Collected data
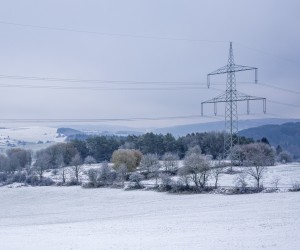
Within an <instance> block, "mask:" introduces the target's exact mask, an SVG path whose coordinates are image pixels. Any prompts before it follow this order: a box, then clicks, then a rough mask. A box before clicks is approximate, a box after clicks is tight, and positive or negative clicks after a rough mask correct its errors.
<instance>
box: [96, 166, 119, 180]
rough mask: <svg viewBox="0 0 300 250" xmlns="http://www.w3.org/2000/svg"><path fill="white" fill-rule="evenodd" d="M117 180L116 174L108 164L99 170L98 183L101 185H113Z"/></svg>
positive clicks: (102, 166) (97, 179) (112, 169)
mask: <svg viewBox="0 0 300 250" xmlns="http://www.w3.org/2000/svg"><path fill="white" fill-rule="evenodd" d="M115 179H116V172H115V171H113V169H112V168H111V167H110V166H109V165H108V163H107V162H104V163H103V164H102V166H101V167H100V169H99V173H98V177H97V182H98V183H99V184H100V185H111V184H112V183H113V182H114V180H115Z"/></svg>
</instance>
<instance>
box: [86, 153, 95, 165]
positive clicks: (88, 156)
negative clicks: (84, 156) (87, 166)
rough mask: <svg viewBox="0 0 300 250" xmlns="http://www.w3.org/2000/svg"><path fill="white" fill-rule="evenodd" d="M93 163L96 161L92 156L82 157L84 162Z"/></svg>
mask: <svg viewBox="0 0 300 250" xmlns="http://www.w3.org/2000/svg"><path fill="white" fill-rule="evenodd" d="M95 163H97V161H96V159H95V158H94V157H93V156H90V155H88V156H87V157H85V159H84V164H88V165H91V164H95Z"/></svg>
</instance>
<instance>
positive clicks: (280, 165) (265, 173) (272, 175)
mask: <svg viewBox="0 0 300 250" xmlns="http://www.w3.org/2000/svg"><path fill="white" fill-rule="evenodd" d="M110 165H111V164H110ZM100 166H101V164H92V165H83V166H82V168H81V170H82V171H81V174H80V179H81V181H82V182H87V181H88V177H87V172H88V170H89V169H90V168H94V169H97V168H100ZM234 170H236V171H238V170H240V167H235V168H234ZM66 172H67V174H66V178H67V180H68V181H69V180H71V178H72V177H74V174H73V171H72V168H71V167H68V168H66ZM44 176H45V177H50V178H52V179H53V180H54V181H55V182H61V181H62V175H61V173H60V170H58V171H57V174H56V175H54V174H53V173H52V171H48V172H46V173H45V174H44ZM237 177H238V174H221V175H220V177H219V181H218V186H221V187H234V186H235V183H236V179H237ZM275 177H278V178H279V182H278V188H279V189H280V190H281V191H287V189H289V188H292V186H293V184H295V183H296V182H299V183H300V163H299V162H295V163H289V164H279V165H276V166H270V167H267V168H266V173H265V175H264V178H263V180H262V182H263V185H264V187H265V188H274V184H273V181H274V178H275ZM246 181H247V183H248V186H255V182H254V180H253V179H251V178H250V177H247V178H246ZM142 183H143V184H145V185H146V186H147V185H150V186H151V185H154V184H155V180H154V179H153V180H145V181H142ZM214 183H215V179H214V178H213V177H210V179H209V185H211V186H214ZM191 184H192V183H191Z"/></svg>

Problem details
Rewrite all of the entries above with "rough mask" replaced by "coarse mask" everywhere and nothing else changed, leaving out the pictures.

Written response
Within an <instance> block, "mask:" introduces the target's exact mask, an SVG path whose coordinates are image pixels. Any prompts before it follow this order: a box, then clicks, then a coarse mask. A box before clicks is approximate, a box after clicks is tight, and positive or negative clicks after a coarse mask correct its errors.
<instance>
box: [96, 166, 119, 180]
coarse mask: <svg viewBox="0 0 300 250" xmlns="http://www.w3.org/2000/svg"><path fill="white" fill-rule="evenodd" d="M117 180L116 174L108 164L99 170L98 183L101 185H113Z"/></svg>
positive clicks: (102, 166) (97, 179) (112, 169)
mask: <svg viewBox="0 0 300 250" xmlns="http://www.w3.org/2000/svg"><path fill="white" fill-rule="evenodd" d="M115 179H116V172H115V171H113V169H112V168H111V167H110V166H109V165H108V163H107V162H104V163H103V164H102V166H101V167H100V169H99V173H98V177H97V182H98V183H99V184H100V185H111V184H112V183H113V182H114V180H115Z"/></svg>
</instance>
<instance>
box: [86, 153, 95, 165]
positive clicks: (88, 156)
negative clicks: (84, 156) (87, 166)
coarse mask: <svg viewBox="0 0 300 250" xmlns="http://www.w3.org/2000/svg"><path fill="white" fill-rule="evenodd" d="M93 163L96 161L92 156L82 157L84 162Z"/></svg>
mask: <svg viewBox="0 0 300 250" xmlns="http://www.w3.org/2000/svg"><path fill="white" fill-rule="evenodd" d="M95 163H97V161H96V159H95V158H94V157H93V156H90V155H88V156H87V157H85V159H84V164H88V165H91V164H95Z"/></svg>
</instance>
<instance>
positive clicks: (280, 165) (265, 173) (272, 175)
mask: <svg viewBox="0 0 300 250" xmlns="http://www.w3.org/2000/svg"><path fill="white" fill-rule="evenodd" d="M110 165H111V164H110ZM100 166H101V164H92V165H83V166H82V168H81V170H82V171H81V174H80V179H81V181H82V182H87V181H88V177H87V172H88V170H89V169H90V168H94V169H97V168H100ZM234 170H236V171H238V170H240V167H235V168H234ZM66 172H67V174H66V178H67V180H68V181H69V180H71V178H72V177H74V174H73V171H72V168H71V167H68V168H66ZM44 176H45V177H50V178H52V179H53V180H54V181H55V182H61V181H62V175H61V173H60V170H58V171H57V174H56V175H54V174H53V173H52V171H48V172H46V173H45V174H44ZM237 177H238V174H221V175H220V177H219V181H218V186H221V187H234V186H235V183H236V179H237ZM275 177H278V178H279V182H278V188H279V189H280V190H281V191H287V189H289V188H292V186H293V184H295V183H296V182H299V183H300V163H299V162H295V163H289V164H279V165H276V166H270V167H267V168H266V173H265V175H264V178H263V180H262V182H263V185H264V187H265V188H274V184H273V181H274V178H275ZM246 181H247V183H248V186H255V182H254V180H253V179H251V178H250V177H247V178H246ZM142 183H143V184H145V185H146V186H147V185H150V186H151V185H154V184H155V180H154V179H153V180H145V181H142ZM214 183H215V179H214V178H213V177H210V179H209V185H211V186H214ZM191 184H192V183H191Z"/></svg>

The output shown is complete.